- WORK REQUIRED: Retype the data in its entirety, with no word changed.

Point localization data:
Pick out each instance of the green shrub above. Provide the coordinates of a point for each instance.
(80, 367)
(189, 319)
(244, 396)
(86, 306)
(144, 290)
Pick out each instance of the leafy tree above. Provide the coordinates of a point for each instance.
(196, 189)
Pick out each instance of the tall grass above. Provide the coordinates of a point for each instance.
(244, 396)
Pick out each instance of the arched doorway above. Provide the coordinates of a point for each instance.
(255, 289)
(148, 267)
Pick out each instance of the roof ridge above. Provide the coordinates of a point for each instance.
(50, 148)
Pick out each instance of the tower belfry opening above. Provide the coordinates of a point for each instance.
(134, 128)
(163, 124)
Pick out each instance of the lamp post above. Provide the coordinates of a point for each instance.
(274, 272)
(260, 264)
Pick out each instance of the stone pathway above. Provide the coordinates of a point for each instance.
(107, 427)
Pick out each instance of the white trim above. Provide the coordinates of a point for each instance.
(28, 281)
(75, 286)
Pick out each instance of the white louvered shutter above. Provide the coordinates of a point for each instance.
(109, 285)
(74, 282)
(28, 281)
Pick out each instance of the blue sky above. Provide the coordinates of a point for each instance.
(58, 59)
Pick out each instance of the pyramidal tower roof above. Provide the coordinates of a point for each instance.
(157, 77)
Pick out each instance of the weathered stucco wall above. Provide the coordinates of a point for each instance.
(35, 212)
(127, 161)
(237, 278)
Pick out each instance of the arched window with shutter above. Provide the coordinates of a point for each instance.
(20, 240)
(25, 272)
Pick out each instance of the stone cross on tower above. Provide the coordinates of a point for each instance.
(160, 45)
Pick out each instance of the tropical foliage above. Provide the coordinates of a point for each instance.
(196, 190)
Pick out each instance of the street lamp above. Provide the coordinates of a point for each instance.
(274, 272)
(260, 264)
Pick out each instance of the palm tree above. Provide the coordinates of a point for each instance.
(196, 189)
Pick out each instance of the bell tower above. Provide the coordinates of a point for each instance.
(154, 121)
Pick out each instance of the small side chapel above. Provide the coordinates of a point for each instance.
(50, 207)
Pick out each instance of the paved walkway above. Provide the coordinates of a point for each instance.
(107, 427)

- ANSWER TO THE PROBLEM:
Pick out each instance of the green shrub above. Provide the coordinates of a point for each instance.
(80, 367)
(189, 319)
(244, 396)
(86, 306)
(144, 290)
Pick out each instance of the leafy tree above. Provide the coordinates of a point for each instance.
(196, 189)
Pick out each instance of the tall grass above. Provide the coordinates of a point for each instance.
(244, 396)
Pick out each instance of the arched doorway above. Provide the coordinates of a point for each instance.
(255, 289)
(148, 267)
Pick out each instance of the roof ridge above. Provide the coordinates of a point for each instance.
(50, 148)
Pick out each instance of the tower belfry opening above. Provide the coordinates of a point for each instance.
(134, 128)
(163, 124)
Pick out each instance of the lamp post above. Provide the coordinates of a point for each instance.
(274, 272)
(260, 264)
Pick out each instance of the stone pathway above. Provide the coordinates of a point for each instance.
(107, 427)
Pick out each instance of the white trim above. Provide the coordinates of a point for each instance.
(28, 281)
(75, 286)
Pick out each instance of the white louvered shutter above. Provide the coordinates of a point for each instance.
(109, 285)
(74, 282)
(28, 281)
Pick out each instance of the blue sky above. Provide the coordinates of a point for each instance.
(58, 59)
Pick out each instance of the pyramidal tower roof above. Provide the coordinates of a point for each instance.
(157, 77)
Pick out each instance of the weathered stucco wall above. Provide the coordinates of a point for each instance.
(35, 212)
(127, 161)
(237, 278)
Pick out each instance of the arched window with shutter above. Provide the coordinates of a point for each instance.
(20, 240)
(25, 272)
Pick out each instance of the stone cross on tower above. Provide the coordinates of a point for each instance.
(160, 45)
Pick out each instance of the tropical foliage above. Provide the coordinates of a point for each instance.
(196, 190)
Pick out each instance of the street lamp above. Provide the coordinates of a point for each instance.
(274, 272)
(260, 264)
Pick out each instance of the palm tree above. Provide the coordinates of a point for each instance.
(196, 189)
Pick out each instance of the bell tower above. Provide the coordinates of a point for each instance.
(154, 121)
Pick out each instance of the small side chapel above. Provide the coordinates of a point for each instance.
(50, 207)
Pick out each instance of the paved walkway above. Provide the coordinates of a point for each instance.
(107, 427)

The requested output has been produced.